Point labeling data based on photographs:

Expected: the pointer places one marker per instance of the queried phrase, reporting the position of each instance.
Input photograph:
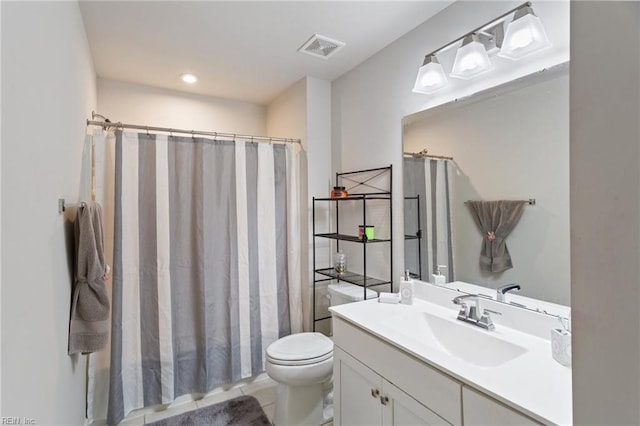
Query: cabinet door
(402, 410)
(356, 394)
(481, 410)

#### [Goal]
Reproduce every line of the material above without alteration, omitting the picture.

#### [Full output]
Expected: the pointer places one marker per instance of the queried phrase, reporting the position of each instance.
Input photograph:
Query: cabinet door
(402, 410)
(356, 394)
(481, 410)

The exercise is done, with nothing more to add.